→ **Exercise details**
Summarize the family history account below in two sentences.

→ **Selected excerpt**
⟨
My Grandad, Wilfred Gardiner, did me a big favour by doing some family research back in the 1940’s. Of course back then he did this by travelling to the villages where we came from and looking at the parish registers themselves.
When I started to look into my family history my first task was to check his research against the digitised information on Find My Past, and as far as it’s possible to be certain, it’s all correct.
The Clarke and Gardiner families he traced came from villages east of Bury St Edmunds in Suffolk, Walsham le Willows and Badwell Ash. I was brought up in Norfolk, not far away, and went to school in Thetford, but apart from a few trips to Bury in my teens, didn’t know this area.
Last week we checked into the new Premier Inn in Bury in order to explore the area and see where my ancestors lived.

Walsham le Willows turned out to be a very pretty, friendly village. With the help of information from the local history society I identified a house that at one time was owned by Richard Clarke, my ancestor from the late 1600’s. The current owner was happy for us to take photos and I explained my interest. (Clarke is a common name here; there’s an agricultural merchant on the high street.) In the Suffolk record office I examined and tried to read Richard’s will. I also read his wife Alice’s will and an inventory of their property, which included a warming pan, trundle bed, feather bolster and a joint of bacon!

In Badwell Ash we went into the church to find a memorial that includes two of my Grandad’s great uncles, Herbert and Arthur Gardiner, both of whom lost their lives as a result of the First World War.
The church is in a very poor state of repair and is currently fund raising. The wooden angels in the roof are beautiful; we found more later in the roof of St Mary’s in Bury.
⟩
→ **Supplied data**
⟨
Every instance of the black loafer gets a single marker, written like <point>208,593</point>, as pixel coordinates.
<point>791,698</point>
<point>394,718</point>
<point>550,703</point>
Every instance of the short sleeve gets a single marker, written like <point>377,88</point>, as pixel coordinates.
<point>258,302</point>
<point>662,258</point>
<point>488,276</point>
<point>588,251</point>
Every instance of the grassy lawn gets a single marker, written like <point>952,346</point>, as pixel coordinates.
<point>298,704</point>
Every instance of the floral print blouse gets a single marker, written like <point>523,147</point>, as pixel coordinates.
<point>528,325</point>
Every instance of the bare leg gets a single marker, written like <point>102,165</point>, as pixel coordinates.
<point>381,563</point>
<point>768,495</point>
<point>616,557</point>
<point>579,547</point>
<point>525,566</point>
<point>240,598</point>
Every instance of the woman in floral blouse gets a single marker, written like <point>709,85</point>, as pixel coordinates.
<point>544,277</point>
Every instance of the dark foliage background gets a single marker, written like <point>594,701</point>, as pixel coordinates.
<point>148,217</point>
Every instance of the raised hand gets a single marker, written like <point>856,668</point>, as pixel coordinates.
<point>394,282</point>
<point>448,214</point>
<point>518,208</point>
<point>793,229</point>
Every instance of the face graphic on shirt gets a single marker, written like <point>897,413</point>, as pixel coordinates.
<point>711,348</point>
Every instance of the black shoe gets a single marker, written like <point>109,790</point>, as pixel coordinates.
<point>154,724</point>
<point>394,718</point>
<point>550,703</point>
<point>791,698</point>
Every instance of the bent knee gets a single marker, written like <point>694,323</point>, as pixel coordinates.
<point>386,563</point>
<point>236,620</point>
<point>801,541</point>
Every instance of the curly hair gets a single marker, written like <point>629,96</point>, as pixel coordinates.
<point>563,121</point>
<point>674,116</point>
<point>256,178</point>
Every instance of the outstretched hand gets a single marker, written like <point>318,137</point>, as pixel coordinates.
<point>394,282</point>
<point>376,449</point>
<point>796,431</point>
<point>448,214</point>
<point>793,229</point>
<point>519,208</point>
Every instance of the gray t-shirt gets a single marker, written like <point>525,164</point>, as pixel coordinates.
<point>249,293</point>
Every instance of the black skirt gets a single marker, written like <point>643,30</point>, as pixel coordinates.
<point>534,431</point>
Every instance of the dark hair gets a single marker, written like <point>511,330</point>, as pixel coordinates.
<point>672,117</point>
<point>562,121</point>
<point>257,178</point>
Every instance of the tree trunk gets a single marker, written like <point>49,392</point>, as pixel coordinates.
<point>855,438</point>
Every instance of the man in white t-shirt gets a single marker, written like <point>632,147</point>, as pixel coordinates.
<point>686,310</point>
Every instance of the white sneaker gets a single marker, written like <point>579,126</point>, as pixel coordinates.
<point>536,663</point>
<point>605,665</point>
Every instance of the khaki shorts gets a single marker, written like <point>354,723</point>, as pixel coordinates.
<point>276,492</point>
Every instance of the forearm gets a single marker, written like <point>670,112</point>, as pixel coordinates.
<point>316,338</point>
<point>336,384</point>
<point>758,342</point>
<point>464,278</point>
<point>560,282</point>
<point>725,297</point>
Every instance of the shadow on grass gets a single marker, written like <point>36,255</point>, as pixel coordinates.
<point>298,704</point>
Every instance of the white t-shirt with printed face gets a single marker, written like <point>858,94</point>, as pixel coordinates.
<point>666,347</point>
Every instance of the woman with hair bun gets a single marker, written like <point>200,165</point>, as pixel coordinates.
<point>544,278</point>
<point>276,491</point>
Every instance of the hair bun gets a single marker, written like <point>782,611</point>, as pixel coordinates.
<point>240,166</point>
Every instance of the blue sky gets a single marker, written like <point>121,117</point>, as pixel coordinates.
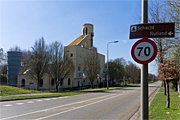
<point>24,21</point>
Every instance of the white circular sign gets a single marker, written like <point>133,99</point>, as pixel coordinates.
<point>144,51</point>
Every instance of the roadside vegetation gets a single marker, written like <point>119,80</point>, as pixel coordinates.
<point>158,111</point>
<point>15,93</point>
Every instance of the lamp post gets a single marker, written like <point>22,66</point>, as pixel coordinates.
<point>107,60</point>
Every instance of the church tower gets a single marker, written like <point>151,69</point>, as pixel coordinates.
<point>87,29</point>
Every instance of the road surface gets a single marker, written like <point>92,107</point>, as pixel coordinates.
<point>119,104</point>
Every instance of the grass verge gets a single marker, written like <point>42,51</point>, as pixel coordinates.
<point>158,110</point>
<point>8,93</point>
⟩
→ **Answer space**
In the 1940s the writer's grandad, Wilfred Gardiner, traced the Clarke and Gardiner families to Walsham le Willows and Badwell Ash, villages east of Bury St Edmunds in Suffolk, and the writer checked his research against Find My Past and found it correct. While staying in Bury to explore the area, the writer identified a house in Walsham le Willows once owned by ancestor Richard Clarke, read his will and his wife Alice's will at the Suffolk record office, and visited the church in Badwell Ash to find a memorial that includes two of the grandad's great uncles who lost their lives as a result of the First World War.